[THE PROBLEM]: With spelling and spacing unchanged, write out each line of the material.

┌────────

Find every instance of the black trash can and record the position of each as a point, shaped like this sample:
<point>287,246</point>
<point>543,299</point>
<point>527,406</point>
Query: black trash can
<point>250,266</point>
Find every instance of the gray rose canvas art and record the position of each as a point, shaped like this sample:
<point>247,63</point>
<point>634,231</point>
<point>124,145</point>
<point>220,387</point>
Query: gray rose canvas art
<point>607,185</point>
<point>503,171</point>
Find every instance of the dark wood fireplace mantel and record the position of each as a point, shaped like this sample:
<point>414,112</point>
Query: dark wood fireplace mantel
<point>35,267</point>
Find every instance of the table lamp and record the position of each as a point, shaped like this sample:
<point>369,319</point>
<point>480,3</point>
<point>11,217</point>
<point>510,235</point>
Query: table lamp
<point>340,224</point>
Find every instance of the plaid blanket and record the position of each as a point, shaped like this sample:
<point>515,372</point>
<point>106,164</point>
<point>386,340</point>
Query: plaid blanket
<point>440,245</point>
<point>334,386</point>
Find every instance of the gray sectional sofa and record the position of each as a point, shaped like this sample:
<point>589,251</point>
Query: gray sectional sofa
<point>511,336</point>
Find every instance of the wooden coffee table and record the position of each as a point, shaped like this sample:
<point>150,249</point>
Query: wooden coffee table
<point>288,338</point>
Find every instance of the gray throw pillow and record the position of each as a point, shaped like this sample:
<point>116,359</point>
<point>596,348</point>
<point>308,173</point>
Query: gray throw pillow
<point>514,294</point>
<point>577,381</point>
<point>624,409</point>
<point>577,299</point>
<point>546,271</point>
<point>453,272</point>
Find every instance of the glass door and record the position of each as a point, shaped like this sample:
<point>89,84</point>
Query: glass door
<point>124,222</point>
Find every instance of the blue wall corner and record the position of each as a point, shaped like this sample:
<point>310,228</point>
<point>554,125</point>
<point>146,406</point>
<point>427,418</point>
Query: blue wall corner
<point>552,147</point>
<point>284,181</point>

└────────

[SOLUTION TO THIS PROBLEM]:
Find every instance of the black trash can and record the position of each as a point, shaped like this sample:
<point>287,246</point>
<point>543,299</point>
<point>527,406</point>
Query: black trash can
<point>250,266</point>
Find every instance of the gray rose canvas art and record the position of each as a point, shaped like this sample:
<point>247,63</point>
<point>634,231</point>
<point>124,145</point>
<point>220,387</point>
Query: gray rose canvas art
<point>607,185</point>
<point>503,171</point>
Find every instance of the dark wood fireplace mantel and record the position of each as a point, shaped like this sample:
<point>414,112</point>
Query: dark wood fireplace mantel
<point>35,267</point>
Find every instance of the table lamp and record the position of each as a point, shaped like this sample:
<point>369,319</point>
<point>480,3</point>
<point>11,217</point>
<point>510,235</point>
Query: table lamp
<point>340,224</point>
Find every instance of the plaid blanket and record the position of each as a point, shaped like this sample:
<point>515,372</point>
<point>106,164</point>
<point>386,340</point>
Query: plaid blanket
<point>440,245</point>
<point>334,386</point>
Find every instance of the gray sectional sofa and record the position of each as a point, shaped like this sample:
<point>589,251</point>
Query: gray sectional sofa
<point>511,336</point>
Find every instance of the wooden coffee table and record the position of each as a point, shaped like this sample:
<point>150,249</point>
Query: wooden coffee table
<point>288,338</point>
Find every instance of the gray throw pillow and record the position of each as a point, shaped like this sample:
<point>116,359</point>
<point>596,348</point>
<point>308,173</point>
Query: gray throw pillow
<point>514,294</point>
<point>577,381</point>
<point>624,409</point>
<point>577,299</point>
<point>546,271</point>
<point>453,272</point>
Find every instance of the glass door and record the position of each as a point, shaped like this sample:
<point>89,84</point>
Query: glass door
<point>124,222</point>
Find every instance of the blue wall corner and record the position of each as a point, shaped like this sample:
<point>310,228</point>
<point>554,125</point>
<point>146,406</point>
<point>427,418</point>
Query: blue wall corner
<point>552,147</point>
<point>284,181</point>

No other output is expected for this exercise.